[Opening EXTRACTED TEXT section]
LGS Student Spotlight | Alexis Mayfield

By Kia Lisby

Alexis Mayfield

Sixth-year Laney Graduate School PhD English student and proud Historically Black College and University (HBCU) Graduate of Hampton University, Alexis Mayfield, wants to leverage her curiosity and skills of research to highlight marginalized communities such as black women and black femme writers, artists, and creatives.  

Currently, in the dissertation process, Mayfield is focusing on black women writers of the 20th century, filmmakers of the 21st century, and how black women artists write about strategizing ways to access freedom.  

In her research, some of the questions Mayfield is digging into include how black women write and experiment when strategizing ways to access freedom. She is also curious to learn how BIPOC (Black, Indigenous, and People of Color) strive for moments of freedom and survival strategies when living under conditions that seek to oppress them without clear paths for liberation or ways out.
[Closing EXTRACTED TEXT section]
[Opening AVAILABLE DATA section]
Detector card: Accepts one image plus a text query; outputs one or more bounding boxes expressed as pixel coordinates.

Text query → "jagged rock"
[Closing AVAILABLE DATA section]
** WHAT YOU NEED TO DO **
[a] Echo the portion of the Alexis Mayfield spotlight that starts with "Sixth-year Laney Graduate" and goes on through "artists, and creatives.", copying it word for word.
[b] Carry on the Alexis Mayfield spotlight from the point where it stops.

** EXPECTED RESPONSES **
[a]
Sixth-year Laney Graduate School PhD English student and proud Historically Black College and University (HBCU) Graduate of Hampton University, Alexis Mayfield, wants to leverage her curiosity and skills of research to highlight marginalized communities such as black women and black femme writers, artists, and creatives.

[b]
Some of Mayfield’s inspirations influencing her research are Toni Morrison, Zora Neal Hurston, June Jordan, Audrey Lorde, Ava DuVernay and even her close friends.  

Mayfield’s efforts in her studies and extracurricular activities have not gone unnoticed. She was recently recognized and awarded as this year’s Kharen Fulton Diversity Award recipient during the EDGE (Emory Diversifying Graduate Education) Annual Diversity Reception. Mayfield was honored for her personal and professional efforts toward diversity, inclusion, and community engagement in the Laney Graduate School.  

“I am deeply grateful and overwhelmed with gratitude that people recognize what I was doing as meaningful. I didn’t do it to get an award. l did it because I care, wanted to be a part of a solution here, and wanted to create a home space.”  

The award is given annually to honor the life and legacy of Dr. Kharen Fulton and her dedication to diversity in graduate education.  

Current students and a faculty member in the Center for Women program nominated Mayfield. Encouraged by her nominators to go to the receptions, not knowing beforehand she had won, Mayfield decided to go.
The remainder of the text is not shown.